| PASSAGE FOR REVIEW |
I prepared myself in advance to forgive this student teacher immediately if teaching during a pandemic was more than they had signed up for. Especially because teaching during a pandemic might be more than I was ready to sign up for.  

An educational avalanche 

September through January, Dionna Gonnella completed her 100 observation hours. Boy, did she ever observe! She watched as I managed three groups of students both in person and virtually.  

The schedule alone was mind blowing. I had a Monday and Wednesday in-person group and a different Tuesday and Thursday in-person group. Those students had to go home each day prepared to learn virtually the following day. In class, I was live streaming every subject, every day. I was teaching in living rooms, kitchens, bedrooms, forts, garages, Granny’s house, Dad’s work truck, Mom’s office, the sitter’s playroom and the bathroom.  

All the while, Dionna attempted to help me grow a few extra arms to keep the pace with our technology. We were screenshotting assignments, linking YouTube videos and creating Google slides. We started to get really fancy when we created Google quizzes with videos. Dionna was observing while keeping me from drowning in an educational avalanche.

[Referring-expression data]
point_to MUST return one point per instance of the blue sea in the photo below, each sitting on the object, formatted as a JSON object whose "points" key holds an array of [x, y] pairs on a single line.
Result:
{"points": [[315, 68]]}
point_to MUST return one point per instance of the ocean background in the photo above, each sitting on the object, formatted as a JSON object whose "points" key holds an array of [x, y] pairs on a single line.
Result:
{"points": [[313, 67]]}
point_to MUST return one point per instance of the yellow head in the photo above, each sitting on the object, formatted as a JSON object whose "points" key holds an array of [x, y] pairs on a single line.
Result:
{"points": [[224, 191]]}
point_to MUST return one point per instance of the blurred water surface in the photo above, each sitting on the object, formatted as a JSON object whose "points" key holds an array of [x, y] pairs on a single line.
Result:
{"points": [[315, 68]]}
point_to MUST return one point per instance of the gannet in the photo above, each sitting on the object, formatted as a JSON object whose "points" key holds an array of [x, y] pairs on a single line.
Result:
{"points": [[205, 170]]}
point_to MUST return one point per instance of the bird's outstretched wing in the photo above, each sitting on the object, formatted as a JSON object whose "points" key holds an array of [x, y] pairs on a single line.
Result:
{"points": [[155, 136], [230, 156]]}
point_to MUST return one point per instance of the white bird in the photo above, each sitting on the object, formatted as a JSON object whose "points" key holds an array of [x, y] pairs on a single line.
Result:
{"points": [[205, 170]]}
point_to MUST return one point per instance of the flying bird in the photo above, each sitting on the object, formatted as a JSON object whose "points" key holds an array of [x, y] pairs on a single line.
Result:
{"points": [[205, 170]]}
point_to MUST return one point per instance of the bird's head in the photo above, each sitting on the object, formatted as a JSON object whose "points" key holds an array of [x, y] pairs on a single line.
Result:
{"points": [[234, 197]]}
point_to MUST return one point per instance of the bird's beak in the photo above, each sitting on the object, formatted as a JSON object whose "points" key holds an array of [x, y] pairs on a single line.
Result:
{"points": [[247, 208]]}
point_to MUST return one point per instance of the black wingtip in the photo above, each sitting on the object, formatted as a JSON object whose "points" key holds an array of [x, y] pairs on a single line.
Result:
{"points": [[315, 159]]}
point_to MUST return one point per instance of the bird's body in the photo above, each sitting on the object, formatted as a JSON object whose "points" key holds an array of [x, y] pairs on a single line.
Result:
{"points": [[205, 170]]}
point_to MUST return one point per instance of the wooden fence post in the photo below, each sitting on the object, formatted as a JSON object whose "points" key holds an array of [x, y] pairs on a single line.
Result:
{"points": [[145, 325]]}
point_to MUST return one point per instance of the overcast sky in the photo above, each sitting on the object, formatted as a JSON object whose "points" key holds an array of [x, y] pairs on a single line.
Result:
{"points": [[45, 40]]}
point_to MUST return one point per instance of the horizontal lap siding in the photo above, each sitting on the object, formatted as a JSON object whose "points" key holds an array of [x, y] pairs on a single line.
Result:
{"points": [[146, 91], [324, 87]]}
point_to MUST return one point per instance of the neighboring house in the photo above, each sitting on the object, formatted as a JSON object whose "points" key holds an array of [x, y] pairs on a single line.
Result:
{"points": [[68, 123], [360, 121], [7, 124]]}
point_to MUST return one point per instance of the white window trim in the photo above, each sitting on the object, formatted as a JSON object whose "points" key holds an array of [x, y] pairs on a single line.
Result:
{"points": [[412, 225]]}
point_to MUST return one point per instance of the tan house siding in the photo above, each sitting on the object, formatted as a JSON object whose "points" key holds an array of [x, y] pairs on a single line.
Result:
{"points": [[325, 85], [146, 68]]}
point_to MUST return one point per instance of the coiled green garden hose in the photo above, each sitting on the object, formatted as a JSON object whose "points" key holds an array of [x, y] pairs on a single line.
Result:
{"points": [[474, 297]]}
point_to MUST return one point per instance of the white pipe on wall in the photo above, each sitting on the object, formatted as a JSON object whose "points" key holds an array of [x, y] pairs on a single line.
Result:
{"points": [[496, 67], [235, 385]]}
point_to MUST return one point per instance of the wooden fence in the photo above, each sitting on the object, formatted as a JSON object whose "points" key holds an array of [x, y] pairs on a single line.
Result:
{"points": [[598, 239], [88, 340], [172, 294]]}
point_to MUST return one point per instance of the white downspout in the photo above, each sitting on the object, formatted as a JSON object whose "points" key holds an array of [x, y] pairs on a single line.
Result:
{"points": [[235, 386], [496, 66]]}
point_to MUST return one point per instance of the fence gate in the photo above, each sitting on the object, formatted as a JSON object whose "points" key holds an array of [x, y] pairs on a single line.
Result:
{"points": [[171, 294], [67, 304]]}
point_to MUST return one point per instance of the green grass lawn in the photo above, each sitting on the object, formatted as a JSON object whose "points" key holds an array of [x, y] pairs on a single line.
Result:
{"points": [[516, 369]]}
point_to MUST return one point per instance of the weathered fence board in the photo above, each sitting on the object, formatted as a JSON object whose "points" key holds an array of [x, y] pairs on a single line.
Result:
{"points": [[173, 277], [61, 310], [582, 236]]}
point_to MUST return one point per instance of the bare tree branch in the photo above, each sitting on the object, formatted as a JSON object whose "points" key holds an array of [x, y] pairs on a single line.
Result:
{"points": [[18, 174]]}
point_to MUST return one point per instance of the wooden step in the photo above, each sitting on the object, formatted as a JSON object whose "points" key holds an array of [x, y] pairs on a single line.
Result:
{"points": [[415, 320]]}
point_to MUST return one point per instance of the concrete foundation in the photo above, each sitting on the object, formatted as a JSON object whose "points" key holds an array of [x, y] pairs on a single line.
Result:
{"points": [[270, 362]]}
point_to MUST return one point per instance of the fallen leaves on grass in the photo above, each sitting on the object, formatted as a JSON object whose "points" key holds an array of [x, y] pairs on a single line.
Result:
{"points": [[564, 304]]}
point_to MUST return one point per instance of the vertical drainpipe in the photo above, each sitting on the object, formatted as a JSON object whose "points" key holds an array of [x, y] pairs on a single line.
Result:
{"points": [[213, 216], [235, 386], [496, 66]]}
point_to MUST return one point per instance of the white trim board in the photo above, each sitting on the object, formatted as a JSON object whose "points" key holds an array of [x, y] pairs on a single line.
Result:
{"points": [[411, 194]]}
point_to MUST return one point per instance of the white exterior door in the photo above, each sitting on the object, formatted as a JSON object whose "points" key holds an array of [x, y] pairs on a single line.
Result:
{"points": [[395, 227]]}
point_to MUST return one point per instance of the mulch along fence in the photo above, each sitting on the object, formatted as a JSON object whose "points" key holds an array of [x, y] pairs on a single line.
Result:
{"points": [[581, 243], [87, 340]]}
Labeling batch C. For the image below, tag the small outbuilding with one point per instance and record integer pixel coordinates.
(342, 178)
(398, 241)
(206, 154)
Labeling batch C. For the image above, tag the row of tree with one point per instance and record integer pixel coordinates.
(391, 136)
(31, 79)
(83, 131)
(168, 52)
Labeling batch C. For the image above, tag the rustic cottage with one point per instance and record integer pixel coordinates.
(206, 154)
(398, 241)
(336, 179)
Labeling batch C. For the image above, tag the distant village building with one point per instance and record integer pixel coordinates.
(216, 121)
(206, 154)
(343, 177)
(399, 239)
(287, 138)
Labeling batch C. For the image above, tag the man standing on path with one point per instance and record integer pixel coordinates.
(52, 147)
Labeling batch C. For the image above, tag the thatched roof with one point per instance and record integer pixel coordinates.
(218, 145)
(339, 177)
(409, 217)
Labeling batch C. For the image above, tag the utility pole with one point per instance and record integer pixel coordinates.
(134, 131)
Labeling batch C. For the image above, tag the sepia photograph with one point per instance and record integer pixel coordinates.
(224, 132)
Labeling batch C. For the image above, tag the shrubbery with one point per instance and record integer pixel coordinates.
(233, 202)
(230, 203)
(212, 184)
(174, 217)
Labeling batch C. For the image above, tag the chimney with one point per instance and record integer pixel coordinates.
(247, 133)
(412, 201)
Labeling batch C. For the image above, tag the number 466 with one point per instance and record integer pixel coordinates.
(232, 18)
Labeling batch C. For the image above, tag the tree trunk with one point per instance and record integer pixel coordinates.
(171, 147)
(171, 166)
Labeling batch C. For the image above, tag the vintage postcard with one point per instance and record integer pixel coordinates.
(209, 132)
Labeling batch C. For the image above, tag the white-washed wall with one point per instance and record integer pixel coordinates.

| WHAT YOU WILL DO |
Copy everything in the passage about teaching during the pandemic from "All the while, Dionna" down to "an educational avalanche.". The listing has no connection to the passage about teaching during the pandemic.

| EXERCISE SOLUTION |
All the while, Dionna attempted to help me grow a few extra arms to keep the pace with our technology. We were screenshotting assignments, linking YouTube videos and creating Google slides. We started to get really fancy when we created Google quizzes with videos. Dionna was observing while keeping me from drowning in an educational avalanche.